Gestellte Aufgabe A:
Formulieren Sie die Einträge ab ihrem Anfang bis einschließlich der Zeile mit „353,75,527,358“ neu und setzen Sie dabei „dark trousers“ an die Stelle von „grey trousers“. Alles Übrige bleibt unverändert.

========================

„Haltung” ist die Tarnung des Vorurteils

Zum tiefen Fall des derzeit bekanntesten „Journalisten” dieser Tage ist schon alles gesagt, nur noch nicht von allen (Karl Valentin). Die an Onanie grenzende Selbstbeschäftigung der Medienlandschaft verdeckt dabei die Tatsache, dass sie schon lange nur noch die Realität transportiert, die sie erwartet und ihre Konsumenten immer weniger bereit sind, ihr zu folgen. Grund dafür ist die Abwesenheit von Diskurs. 

Kein Wort verbrämt das Vorurteil so sehr wie der Begriff der Haltung. Er gibt ihm einen anständigen Anstrich und befreit den wahren Gesinnungsjournalisten von der Pflicht, das Ergebnis seiner Meinung von der Recherche abhängig zu machen. Dieser vorauseilende Gehorsam braucht nicht mal eine Staatssicherheit. Chaim Noll spricht hier vom journalistischen Konstruktivismus: Der Journalist konstruiert die von ihm gewünschte Realität abseits der Wahrheit. Damit geht er von einen Vorsatz aus. Der moralisch aufgeladene Mensch mit Haltung funktioniert aber auch ohne Vorsatz.

========================

Gestellte Aufgabe B:
Erläutern Sie anhand des Seitenauszugs, warum der Begriff der Haltung das Vorurteil so sehr verbrämt.

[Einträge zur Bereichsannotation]
========================

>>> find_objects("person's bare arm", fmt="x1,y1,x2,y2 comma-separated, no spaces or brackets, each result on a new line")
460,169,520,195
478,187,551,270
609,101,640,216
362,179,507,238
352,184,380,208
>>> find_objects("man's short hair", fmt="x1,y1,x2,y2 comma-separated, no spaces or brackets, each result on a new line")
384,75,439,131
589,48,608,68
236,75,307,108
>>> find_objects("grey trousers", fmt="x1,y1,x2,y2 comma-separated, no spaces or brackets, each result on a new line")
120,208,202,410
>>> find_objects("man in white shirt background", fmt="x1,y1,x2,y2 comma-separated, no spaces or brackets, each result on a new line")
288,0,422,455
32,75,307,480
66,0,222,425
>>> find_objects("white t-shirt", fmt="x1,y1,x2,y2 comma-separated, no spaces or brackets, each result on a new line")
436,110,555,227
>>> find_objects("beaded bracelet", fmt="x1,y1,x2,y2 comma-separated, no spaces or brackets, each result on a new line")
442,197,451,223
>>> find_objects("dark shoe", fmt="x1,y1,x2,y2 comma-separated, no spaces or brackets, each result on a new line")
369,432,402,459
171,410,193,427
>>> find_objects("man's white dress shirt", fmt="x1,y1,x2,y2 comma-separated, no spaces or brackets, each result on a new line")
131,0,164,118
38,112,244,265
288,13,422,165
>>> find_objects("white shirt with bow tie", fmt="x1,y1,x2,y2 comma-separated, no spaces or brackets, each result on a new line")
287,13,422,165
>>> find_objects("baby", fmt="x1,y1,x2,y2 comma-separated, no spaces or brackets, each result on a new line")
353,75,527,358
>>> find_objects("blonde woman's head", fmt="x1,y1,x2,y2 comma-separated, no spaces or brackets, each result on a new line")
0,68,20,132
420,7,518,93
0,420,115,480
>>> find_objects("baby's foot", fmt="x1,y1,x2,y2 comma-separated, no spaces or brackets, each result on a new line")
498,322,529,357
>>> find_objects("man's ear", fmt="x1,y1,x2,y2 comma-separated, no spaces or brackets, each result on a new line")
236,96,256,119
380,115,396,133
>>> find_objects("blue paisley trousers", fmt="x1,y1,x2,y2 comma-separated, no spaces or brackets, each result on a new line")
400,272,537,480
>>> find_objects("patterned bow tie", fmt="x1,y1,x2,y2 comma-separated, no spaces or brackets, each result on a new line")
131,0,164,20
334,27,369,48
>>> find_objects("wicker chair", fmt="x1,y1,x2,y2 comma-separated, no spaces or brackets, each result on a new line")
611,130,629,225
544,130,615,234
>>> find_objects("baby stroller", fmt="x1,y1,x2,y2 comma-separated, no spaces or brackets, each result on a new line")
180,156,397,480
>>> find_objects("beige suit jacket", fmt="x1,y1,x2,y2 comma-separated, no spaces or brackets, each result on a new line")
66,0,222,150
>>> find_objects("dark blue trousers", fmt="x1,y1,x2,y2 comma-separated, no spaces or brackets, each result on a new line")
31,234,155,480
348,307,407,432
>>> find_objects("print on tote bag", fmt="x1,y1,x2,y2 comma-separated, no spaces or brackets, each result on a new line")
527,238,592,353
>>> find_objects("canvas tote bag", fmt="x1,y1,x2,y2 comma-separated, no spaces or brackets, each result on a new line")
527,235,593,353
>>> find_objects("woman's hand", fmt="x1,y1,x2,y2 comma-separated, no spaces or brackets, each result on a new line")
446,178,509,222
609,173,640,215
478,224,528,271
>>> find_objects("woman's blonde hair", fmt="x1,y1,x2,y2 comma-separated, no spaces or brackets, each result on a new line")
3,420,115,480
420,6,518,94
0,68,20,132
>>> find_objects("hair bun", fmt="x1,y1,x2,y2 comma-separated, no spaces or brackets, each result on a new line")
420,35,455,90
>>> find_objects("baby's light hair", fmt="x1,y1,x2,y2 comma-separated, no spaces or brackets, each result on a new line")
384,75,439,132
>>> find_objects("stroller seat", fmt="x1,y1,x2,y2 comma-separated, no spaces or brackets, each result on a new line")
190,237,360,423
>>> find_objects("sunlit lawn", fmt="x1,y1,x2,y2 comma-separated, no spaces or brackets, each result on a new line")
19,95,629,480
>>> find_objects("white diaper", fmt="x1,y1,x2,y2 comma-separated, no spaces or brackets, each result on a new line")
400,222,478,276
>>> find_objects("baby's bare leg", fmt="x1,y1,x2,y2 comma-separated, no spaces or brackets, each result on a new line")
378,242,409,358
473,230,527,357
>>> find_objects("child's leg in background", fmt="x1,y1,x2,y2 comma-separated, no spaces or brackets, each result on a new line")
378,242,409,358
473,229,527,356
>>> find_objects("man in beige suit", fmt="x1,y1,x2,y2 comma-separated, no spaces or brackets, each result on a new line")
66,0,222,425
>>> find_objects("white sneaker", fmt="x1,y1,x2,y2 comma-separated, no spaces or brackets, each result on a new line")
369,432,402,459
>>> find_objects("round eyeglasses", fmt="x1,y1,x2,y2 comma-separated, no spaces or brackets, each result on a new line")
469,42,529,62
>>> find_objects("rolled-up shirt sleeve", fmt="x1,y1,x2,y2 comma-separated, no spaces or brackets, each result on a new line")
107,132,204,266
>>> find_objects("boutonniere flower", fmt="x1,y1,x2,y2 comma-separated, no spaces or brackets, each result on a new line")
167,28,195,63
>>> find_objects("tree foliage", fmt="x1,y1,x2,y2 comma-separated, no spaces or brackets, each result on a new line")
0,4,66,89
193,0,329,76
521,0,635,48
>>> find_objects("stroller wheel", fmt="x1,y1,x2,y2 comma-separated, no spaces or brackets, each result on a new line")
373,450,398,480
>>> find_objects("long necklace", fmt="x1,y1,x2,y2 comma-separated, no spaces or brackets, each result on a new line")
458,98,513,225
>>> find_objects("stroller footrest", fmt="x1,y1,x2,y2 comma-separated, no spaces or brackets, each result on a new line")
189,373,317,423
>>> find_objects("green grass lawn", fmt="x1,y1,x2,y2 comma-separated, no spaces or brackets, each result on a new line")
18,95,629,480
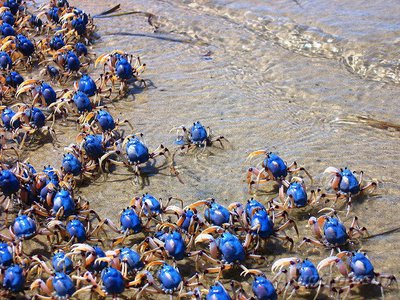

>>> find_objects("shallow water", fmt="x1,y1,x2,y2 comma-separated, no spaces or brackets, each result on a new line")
25,0,400,299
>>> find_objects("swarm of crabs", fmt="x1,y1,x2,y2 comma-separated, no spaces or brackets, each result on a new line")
0,0,396,299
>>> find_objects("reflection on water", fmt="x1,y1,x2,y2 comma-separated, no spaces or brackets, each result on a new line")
27,0,400,299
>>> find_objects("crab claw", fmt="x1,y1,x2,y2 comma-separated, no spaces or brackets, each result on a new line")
94,256,113,264
15,83,32,98
19,79,40,88
82,111,96,123
0,40,13,51
184,199,210,210
194,233,214,244
165,205,185,216
240,266,264,276
0,6,10,14
60,13,75,22
317,252,349,277
228,202,243,210
62,91,75,99
324,167,340,174
201,226,225,234
158,223,179,230
246,150,267,161
271,257,300,273
146,260,165,269
94,53,110,68
30,279,52,295
71,244,96,253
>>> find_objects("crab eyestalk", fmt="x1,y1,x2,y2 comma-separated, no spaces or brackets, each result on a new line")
201,226,225,234
246,150,267,161
184,199,210,211
240,265,264,277
324,167,342,190
271,257,300,273
317,251,351,277
146,260,166,269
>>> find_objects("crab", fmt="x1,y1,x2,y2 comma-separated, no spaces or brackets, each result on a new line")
58,7,96,43
94,50,146,96
135,260,201,298
0,214,56,252
189,226,264,280
99,134,172,183
165,203,205,235
270,176,325,210
229,199,299,251
72,267,132,299
171,121,228,151
185,198,232,227
48,216,103,249
25,188,101,222
247,150,313,191
15,79,58,107
30,272,77,300
31,250,77,275
317,251,396,299
324,167,377,215
46,46,88,84
78,109,133,139
96,247,145,278
74,74,112,105
299,209,368,249
0,265,26,298
140,229,194,261
272,257,324,299
67,243,110,274
0,34,37,69
95,206,150,246
10,104,57,149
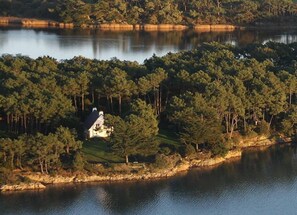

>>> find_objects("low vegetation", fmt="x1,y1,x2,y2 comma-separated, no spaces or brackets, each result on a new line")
0,42,297,180
0,0,297,26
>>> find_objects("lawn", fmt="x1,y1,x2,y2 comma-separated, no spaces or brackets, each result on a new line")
82,130,181,163
82,138,125,163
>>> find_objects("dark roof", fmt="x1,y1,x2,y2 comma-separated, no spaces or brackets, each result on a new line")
84,110,99,129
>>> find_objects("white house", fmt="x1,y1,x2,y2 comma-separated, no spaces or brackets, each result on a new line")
84,108,113,138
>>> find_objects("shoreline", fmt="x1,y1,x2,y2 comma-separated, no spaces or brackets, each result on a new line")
0,136,290,192
0,17,297,32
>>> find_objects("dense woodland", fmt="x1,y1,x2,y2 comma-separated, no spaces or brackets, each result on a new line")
0,42,297,178
0,0,297,26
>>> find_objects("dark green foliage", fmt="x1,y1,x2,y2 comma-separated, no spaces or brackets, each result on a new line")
0,0,297,26
107,100,158,163
0,41,297,173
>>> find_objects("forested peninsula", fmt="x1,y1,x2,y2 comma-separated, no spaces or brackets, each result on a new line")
0,0,297,28
0,42,297,190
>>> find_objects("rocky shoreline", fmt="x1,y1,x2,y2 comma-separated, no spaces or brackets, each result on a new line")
0,136,284,192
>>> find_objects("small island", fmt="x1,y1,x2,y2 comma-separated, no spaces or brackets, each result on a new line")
0,42,297,191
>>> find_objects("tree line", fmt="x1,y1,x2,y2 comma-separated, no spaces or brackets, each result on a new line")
0,0,297,26
0,42,297,173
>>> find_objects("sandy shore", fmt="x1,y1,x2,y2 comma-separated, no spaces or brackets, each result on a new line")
0,17,242,32
0,136,284,192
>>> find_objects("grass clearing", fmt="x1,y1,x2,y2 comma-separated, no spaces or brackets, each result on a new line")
82,129,181,163
82,138,125,163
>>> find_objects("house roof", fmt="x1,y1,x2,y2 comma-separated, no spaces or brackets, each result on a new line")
84,110,99,129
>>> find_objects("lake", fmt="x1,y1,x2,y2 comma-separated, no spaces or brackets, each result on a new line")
0,27,297,63
0,146,297,215
0,27,297,215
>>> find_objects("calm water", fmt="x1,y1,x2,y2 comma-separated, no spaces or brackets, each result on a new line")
0,146,297,215
0,28,297,215
0,27,297,63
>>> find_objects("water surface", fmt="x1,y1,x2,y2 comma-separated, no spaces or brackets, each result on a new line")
0,27,297,63
0,146,297,215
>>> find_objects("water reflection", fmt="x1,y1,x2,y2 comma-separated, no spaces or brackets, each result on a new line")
0,27,297,62
0,146,297,214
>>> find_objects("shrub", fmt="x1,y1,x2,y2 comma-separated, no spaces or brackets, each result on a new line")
211,142,228,157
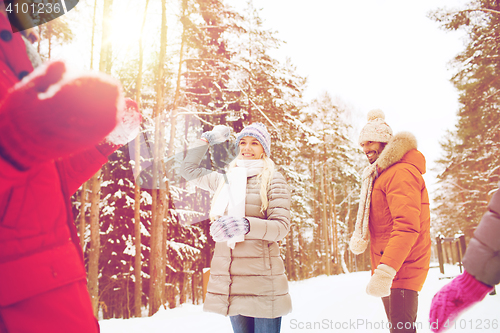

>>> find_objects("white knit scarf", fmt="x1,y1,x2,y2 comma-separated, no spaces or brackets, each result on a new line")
349,163,377,254
210,159,264,249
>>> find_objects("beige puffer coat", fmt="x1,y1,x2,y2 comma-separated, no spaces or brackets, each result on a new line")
181,140,292,318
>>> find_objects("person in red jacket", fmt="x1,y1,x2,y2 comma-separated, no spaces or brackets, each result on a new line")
350,110,431,332
0,2,140,333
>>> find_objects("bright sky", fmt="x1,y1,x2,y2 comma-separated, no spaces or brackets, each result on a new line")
231,0,468,196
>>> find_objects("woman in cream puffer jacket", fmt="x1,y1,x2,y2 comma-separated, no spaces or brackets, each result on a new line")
182,123,291,332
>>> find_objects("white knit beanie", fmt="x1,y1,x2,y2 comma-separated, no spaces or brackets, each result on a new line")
359,109,392,144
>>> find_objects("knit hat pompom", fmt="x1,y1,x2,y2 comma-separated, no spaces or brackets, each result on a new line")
359,109,392,144
236,123,271,157
366,109,385,121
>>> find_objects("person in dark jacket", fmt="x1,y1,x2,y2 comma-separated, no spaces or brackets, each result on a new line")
0,2,140,333
429,183,500,332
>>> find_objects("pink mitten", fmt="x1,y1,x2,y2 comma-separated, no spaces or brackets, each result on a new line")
210,216,250,242
429,271,493,332
0,61,124,170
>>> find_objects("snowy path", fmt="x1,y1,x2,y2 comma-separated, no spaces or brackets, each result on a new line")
100,266,500,333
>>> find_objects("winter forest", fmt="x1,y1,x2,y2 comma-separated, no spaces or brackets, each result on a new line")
35,0,500,319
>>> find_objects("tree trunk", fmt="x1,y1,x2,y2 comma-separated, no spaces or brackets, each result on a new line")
78,183,87,252
321,164,330,276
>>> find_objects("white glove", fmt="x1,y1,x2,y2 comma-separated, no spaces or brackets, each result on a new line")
366,264,396,297
201,125,231,146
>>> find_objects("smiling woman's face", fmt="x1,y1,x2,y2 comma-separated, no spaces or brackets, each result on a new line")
238,136,264,160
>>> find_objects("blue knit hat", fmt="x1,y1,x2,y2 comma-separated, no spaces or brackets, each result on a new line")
236,123,271,157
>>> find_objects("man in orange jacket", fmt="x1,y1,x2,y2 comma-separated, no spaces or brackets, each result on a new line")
350,110,431,332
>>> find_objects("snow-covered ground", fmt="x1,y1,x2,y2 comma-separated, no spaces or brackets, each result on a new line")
100,266,500,333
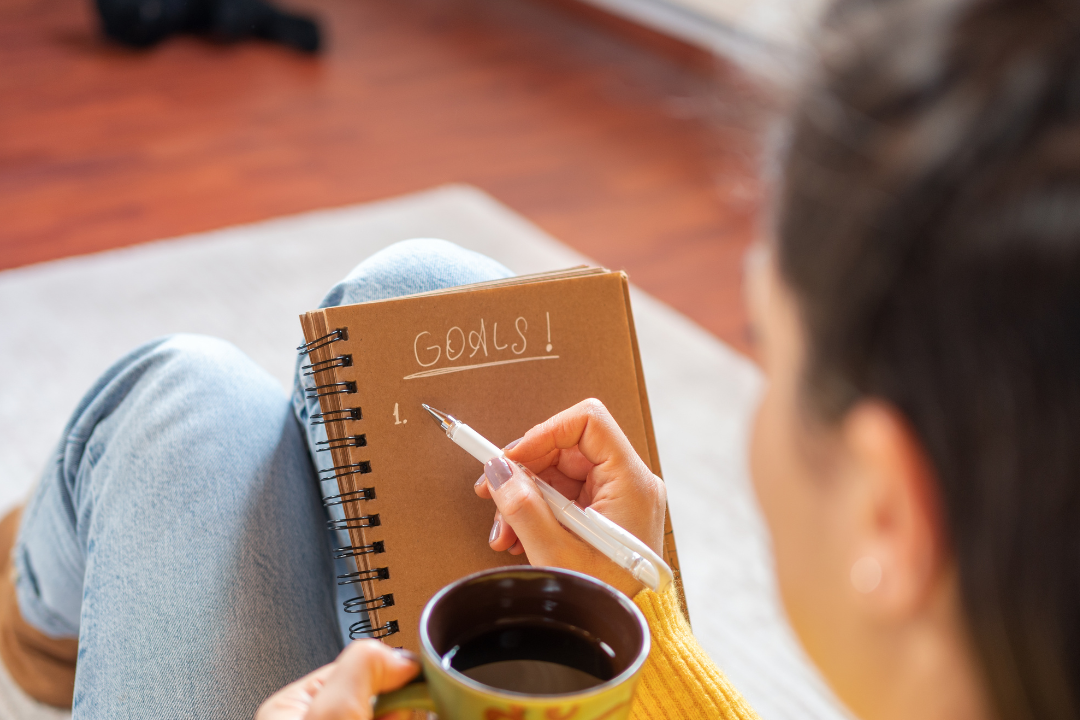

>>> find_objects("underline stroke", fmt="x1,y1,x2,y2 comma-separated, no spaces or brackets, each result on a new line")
402,355,558,380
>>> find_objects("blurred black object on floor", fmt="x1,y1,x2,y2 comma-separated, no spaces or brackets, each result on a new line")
95,0,321,53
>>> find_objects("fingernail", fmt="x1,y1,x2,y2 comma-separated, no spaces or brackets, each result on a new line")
484,458,514,490
393,648,420,664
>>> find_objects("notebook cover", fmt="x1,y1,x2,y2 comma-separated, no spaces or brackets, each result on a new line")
301,270,677,651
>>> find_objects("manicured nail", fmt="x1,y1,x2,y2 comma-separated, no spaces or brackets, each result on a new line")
484,458,514,490
393,648,420,665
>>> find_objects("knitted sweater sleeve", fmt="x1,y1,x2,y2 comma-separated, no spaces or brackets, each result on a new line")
630,587,758,720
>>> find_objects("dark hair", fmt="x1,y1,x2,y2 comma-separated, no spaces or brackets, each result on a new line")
775,0,1080,720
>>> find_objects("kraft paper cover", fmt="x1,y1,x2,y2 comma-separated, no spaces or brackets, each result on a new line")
301,269,677,651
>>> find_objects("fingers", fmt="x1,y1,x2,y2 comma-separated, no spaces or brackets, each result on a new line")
484,458,568,565
306,640,420,720
487,513,521,554
507,399,644,479
255,663,334,720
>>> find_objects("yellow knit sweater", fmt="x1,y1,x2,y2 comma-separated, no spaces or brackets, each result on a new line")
630,587,758,720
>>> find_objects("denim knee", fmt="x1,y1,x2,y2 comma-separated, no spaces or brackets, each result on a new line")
320,237,514,308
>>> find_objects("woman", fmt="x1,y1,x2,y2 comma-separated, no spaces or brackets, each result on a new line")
0,0,1080,720
266,0,1080,720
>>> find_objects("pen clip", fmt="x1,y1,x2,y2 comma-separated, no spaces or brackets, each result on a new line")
584,507,675,593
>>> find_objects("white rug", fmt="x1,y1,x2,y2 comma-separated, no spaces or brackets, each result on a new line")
0,186,845,720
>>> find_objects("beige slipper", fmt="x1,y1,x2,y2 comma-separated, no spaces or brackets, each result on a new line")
0,507,79,709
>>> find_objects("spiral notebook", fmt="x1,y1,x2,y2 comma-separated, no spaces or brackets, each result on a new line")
300,268,685,651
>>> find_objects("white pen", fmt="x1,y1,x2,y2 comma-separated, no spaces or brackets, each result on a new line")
421,403,672,593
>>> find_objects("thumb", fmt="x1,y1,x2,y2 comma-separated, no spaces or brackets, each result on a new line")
307,640,419,720
484,458,571,565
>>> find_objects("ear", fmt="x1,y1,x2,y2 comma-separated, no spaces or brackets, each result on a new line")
841,399,947,619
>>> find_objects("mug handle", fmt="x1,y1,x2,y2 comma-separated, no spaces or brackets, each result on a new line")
375,681,435,718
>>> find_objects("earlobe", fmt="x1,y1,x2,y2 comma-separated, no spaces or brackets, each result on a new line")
843,400,947,614
851,555,881,595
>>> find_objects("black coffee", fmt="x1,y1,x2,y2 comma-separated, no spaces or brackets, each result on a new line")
443,620,616,695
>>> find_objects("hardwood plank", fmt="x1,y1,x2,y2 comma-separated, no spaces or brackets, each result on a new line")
0,0,759,348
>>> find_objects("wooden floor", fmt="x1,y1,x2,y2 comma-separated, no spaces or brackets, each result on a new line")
0,0,759,348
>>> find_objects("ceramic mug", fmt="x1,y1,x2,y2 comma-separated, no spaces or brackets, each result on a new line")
375,566,649,720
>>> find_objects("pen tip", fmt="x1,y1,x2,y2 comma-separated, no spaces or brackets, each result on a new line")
420,403,450,430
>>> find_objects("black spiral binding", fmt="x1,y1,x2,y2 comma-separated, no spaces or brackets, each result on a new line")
323,488,375,507
315,435,367,452
310,408,364,425
297,327,400,639
349,620,399,640
334,540,390,561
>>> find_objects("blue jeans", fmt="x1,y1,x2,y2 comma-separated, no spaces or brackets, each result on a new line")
15,240,511,718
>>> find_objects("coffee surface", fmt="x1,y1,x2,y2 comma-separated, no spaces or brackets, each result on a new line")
443,620,617,695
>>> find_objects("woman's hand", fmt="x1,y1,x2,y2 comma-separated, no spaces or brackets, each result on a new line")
476,399,667,597
255,640,420,720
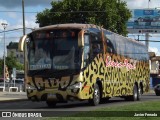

========================

Lösung der Aufgabe A:
>>> find_objects("person's bare arm", fmt="x1,y1,x2,y2 comma-separated, no spaces or brackets, each result on a new line")
460,169,520,195
478,187,551,270
609,101,640,216
362,179,507,238
352,184,380,208
>>> find_objects("man's short hair", fmt="x1,y1,x2,y2 comma-separated, no spaces or brackets, each result on a new line")
384,75,439,131
589,48,608,68
236,75,307,108
>>> find_objects("dark trousers", fmt="x1,y1,x2,y2 comma-separated, no spaces or brackets, each result on a new line")
120,208,202,410
>>> find_objects("man in white shirt background", fmt="x1,y1,x2,y2 comma-separated, no spaces or brackets, each result on a new line")
288,0,422,455
32,75,307,480
66,0,222,425
>>> find_objects("white t-shirt", fmt="x1,y1,x2,y2 comma-separated, no spaces or brackets, each result on a new line")
436,110,555,227
>>> find_objects("beaded bracelet", fmt="x1,y1,x2,y2 comma-separated, no spaces or brackets, each result on a new line")
442,197,451,223
>>> find_objects("dark shoe", fmt="x1,y1,x2,y2 comma-separated, no spaces or brackets, each result on a new line")
369,432,402,459
171,410,193,427
>>> find_objects("man's white dress shirt", fmt="x1,y1,x2,y2 comma-separated, no spaces or brackets, each result on a new line")
131,0,164,118
38,112,244,265
288,13,422,165
>>> find_objects("white shirt with bow tie", fmt="x1,y1,x2,y2 comma-separated, no spaces or brackets, each result on a new line")
287,13,422,165
>>> find_objects("baby", fmt="x1,y1,x2,y2 comma-separated, no spaces or brackets, each result on a new line")
353,75,527,358

Lösung der Aufgabe B:
Der Begriff gibt dem Vorurteil einen anständigen Anstrich. Zudem befreit er den wahren Gesinnungsjournalisten von der Pflicht, das Ergebnis seiner Meinung von der Recherche abhängig zu machen.